■ Excerpt:
3. The de la Voye/Lavoie/LaVoy/Lavoy Family, our third descending tree, is also of French Canadian Origin and is the family of my maternal grandmother, Gertrude Sarah LaVoy.
The name LaVoy was originally de la Voye, loosely translated as “road side dweller”. Our immigrant ancestor to the new world was Rene de la Voye, Jr. who settled near Quebec in the mid 1600’s. He came from the cathedral parish of Saint-Maclou, Rouen, Normandy, France. In the 1400’s St Joan of Arc was burned at the stake as a heretic in this town.
In Quebec and surrounding areas this name is as common as “Smith” is in our country.
Our ancestor was a stone mason. His fifth generation descendant, Francois Lavoie II, left his birthplace of Saint-Philippe-de-la-Prairie, south of Montreal, around 1808, and settled in the Detroit area where he married his half-Potawatomi Indian wife, White Feather, also known as Marie Gouin. (Her portrait can be seen in the upper right corner of this page.) They settled in Monroe County at about this time near South Dixie and Dean Roads. Prior to his marriage he was a coureur du bois, or hunter and trapper, in the Temperance, MI, area. Although many branches of the LaVoy family have come to America, our branch may be the oldest and is certainly the largest. The LaVoy Family tree is also the largest by far of the six descending family trees.

■ Tasks:
**a.** In the LaVoy family history, what was the trade of the family's immigrant ancestor?
**b.** Shorten the paragraph of the LaVoy family history that begins "The name LaVoy was originally de la Voye," keeping its main facts.
**c.** Write the next part of the LaVoy family history, picking up after its final sentence.
The listing after this point is unrelated to the LaVoy family history.

■ Dataset content:

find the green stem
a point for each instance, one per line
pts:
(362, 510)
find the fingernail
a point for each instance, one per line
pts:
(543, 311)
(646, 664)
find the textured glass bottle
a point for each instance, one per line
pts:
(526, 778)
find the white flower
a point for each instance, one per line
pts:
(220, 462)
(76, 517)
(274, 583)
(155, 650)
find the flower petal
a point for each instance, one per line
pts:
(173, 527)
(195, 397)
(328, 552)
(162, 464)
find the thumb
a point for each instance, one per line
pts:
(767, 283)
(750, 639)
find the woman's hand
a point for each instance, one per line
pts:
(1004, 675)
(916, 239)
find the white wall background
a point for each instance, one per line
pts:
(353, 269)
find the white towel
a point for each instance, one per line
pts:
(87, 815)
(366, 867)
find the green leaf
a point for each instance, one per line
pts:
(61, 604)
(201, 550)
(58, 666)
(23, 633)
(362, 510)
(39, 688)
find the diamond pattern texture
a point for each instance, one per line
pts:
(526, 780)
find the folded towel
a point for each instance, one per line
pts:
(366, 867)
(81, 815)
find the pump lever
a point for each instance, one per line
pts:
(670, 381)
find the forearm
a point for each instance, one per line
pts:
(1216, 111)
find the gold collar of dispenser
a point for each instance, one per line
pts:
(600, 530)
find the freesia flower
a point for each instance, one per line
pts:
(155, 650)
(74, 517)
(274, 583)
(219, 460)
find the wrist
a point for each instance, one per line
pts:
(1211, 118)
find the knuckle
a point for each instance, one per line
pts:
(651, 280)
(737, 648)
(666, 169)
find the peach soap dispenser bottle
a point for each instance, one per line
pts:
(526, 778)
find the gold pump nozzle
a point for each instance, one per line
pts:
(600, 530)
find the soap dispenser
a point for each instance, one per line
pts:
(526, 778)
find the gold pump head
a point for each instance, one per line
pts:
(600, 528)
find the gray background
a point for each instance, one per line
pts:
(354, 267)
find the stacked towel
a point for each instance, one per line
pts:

■ Answer list:
**a.** He was a stone mason.

**b.** LaVoy was first de la Voye, loosely meaning "road side dweller." The family's immigrant ancestor, Rene de la Voye, Jr., came from the cathedral parish of Saint-Maclou in Rouen, Normandy, France, and settled near Quebec in the mid 1600's. St Joan of Arc was burned at the stake as a heretic in Rouen in the 1400's.

**c.**
4. The Jarvis/Jarva/Gervais family, our fourth descending tree, is also of French Canadian origin and is the maiden name of my maternal grandfather’s mother, Matilda Jarvis. The founder of the family in Canada was a Parisian named Mathieu Gervais who came to Canada in the late 1600’s from Saint-Maur-des-Fosse parish near Paris. He married in 1676. His fifth generation descendant, Joseph Gervais II came with his wife Sophie LaMarre and children and settled in Berlin Township, Monroe County, MI, in 1848.
5. The Tremblay/Trombley Family comprises our fifth descending family tree. It is also of French Canadian origin. My maternal grandfather’s maternal grandmother was Mary Trombley. The family was founded by Pierre Tremblay who came from Rondonnay, France. The name can be traced back to Gervais du Tremblay in the 1400’s in Rondonnay, where the family appears to be hereditary owners of an iron works over the centuries. In the New World Trombley is the most common of French Canadian names. Our U.S. immigrant ancestor, Jean Baptiste Trombley came to northern Monroe County, MI, in about 1830. His first wife died, leaving him with two sons. He married a second time and this marriage produced several children, so that there are two branches of the Trombley Family in Monroe County based on his wives.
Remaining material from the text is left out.